College students in class.

This month’s roundup includes the terrifying revelation that multiple HBCU campuses and spaces for Black students have been threatened, a look at how Black colleges have used the record-breaking gifts from mega-philanthropist MacKenzie Scott and some commentary on how Jackson State University Coach and NFL Hall of Famer Deion “Prime” Sanders is revolutionizing Black college football — one recruit at a time.

December 16 — January 13

Race and Culture

Nearly two years after a global acknowledgement of racial injustice, at least nine historically Black institutions and at least one prominent space for Black culture were targetted with a bomb threat.

During 2020’s period of racial injustice acknowledgement, the national conversation shifted to focus on diversity, equity, inclusion and justice. As a result, many institutions aimed to beef up their equity and inclusion practices. Meanwhile, HBCUs have been modeling justice, equity, diversity and inclusion all along.


In 2020 and 2021, we heard about how MacKenzie Scott (and a few notable others) made record-shattering donations to and partnerships with historically Black institutions. The Plug’s HBCU and innovation reporter analyzed how those dollars were spent.

The money keeps rolling in for some. The University of the District of Columbia, whose students are predominantly Black, just received its largest donation in history from an anonymous source.

Still, even though Scott and others gifted HBCUs with large sums of money, the total endowment of these schools combined amounts to a fraction of the endowment at one ivy league school.

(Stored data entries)
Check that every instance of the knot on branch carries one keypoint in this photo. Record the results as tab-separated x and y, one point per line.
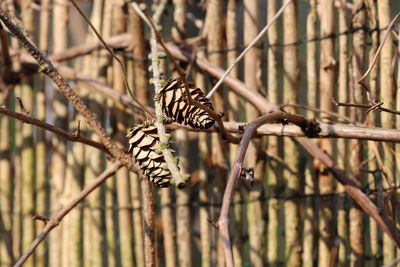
213	223
248	174
41	218
311	128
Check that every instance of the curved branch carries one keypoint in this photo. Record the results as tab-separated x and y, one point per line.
53	223
51	128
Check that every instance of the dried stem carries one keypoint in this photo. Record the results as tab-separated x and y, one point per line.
69	136
375	59
178	178
250	129
370	107
48	68
221	80
121	65
53	223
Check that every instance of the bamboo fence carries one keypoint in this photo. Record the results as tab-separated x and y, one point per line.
337	206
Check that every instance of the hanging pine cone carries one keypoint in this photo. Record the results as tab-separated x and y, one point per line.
143	142
175	104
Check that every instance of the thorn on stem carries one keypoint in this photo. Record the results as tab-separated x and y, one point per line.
41	218
213	223
77	133
248	174
21	104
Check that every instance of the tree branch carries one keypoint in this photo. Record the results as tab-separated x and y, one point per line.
51	128
48	68
53	223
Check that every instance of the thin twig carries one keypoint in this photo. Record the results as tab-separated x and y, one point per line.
51	128
113	55
393	263
223	222
375	59
221	80
217	117
53	223
47	67
370	107
264	106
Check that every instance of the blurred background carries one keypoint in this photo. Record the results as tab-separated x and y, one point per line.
296	214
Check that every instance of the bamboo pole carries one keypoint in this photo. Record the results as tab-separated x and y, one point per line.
374	234
274	174
94	221
356	147
7	149
27	150
291	153
214	34
387	119
309	221
233	114
6	192
41	170
183	222
121	122
251	68
141	85
342	225
72	235
327	73
111	214
204	185
59	111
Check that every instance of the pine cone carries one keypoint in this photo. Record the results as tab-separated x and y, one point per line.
143	142
175	104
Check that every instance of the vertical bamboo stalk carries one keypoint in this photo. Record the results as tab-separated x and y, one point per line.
327	85
6	169
167	214
233	114
183	225
273	172
120	120
374	233
183	222
111	214
27	152
42	180
291	153
72	236
342	225
251	70
6	186
59	110
309	220
141	85
214	28
94	225
387	119
204	192
149	223
356	216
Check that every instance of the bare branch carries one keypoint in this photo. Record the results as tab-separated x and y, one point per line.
371	107
310	127
128	88
263	31
53	223
51	128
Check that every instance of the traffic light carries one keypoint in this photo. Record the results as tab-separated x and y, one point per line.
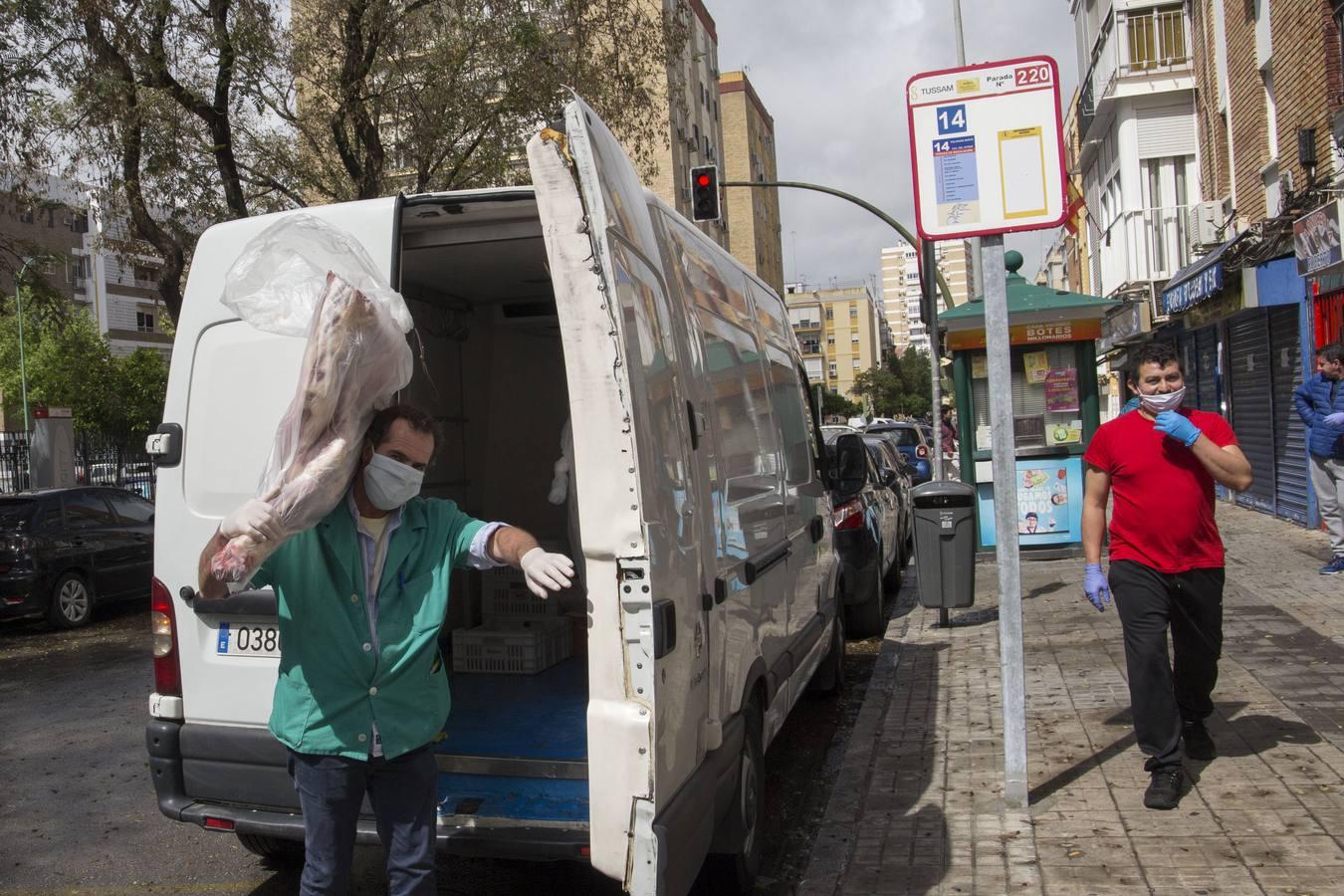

Tasks to complete -
a: Retype a passage from the HBCU news roundup, beginning at the words "In 2020 and" and stopping after the words "an anonymous source.".
b: According to the HBCU news roundup, which university recently received the largest donation in its history from an anonymous source?
c: Using the HBCU news roundup, explain why many institutions aimed to beef up their equity and inclusion practices.

Solutions for each task -
a:
In 2020 and 2021, we heard about how MacKenzie Scott (and a few notable others) made record-shattering donations to and partnerships with historically Black institutions. The Plug’s HBCU and innovation reporter analyzed how those dollars were spent.

The money keeps rolling in for some. The University of the District of Columbia, whose students are predominantly Black, just received its largest donation in history from an anonymous source.

b: The University of the District of Columbia.

c: During 2020's period of racial injustice acknowledgement, the national conversation shifted to focus on diversity, equity, inclusion and justice. As a result, many institutions set out to strengthen their equity and inclusion practices.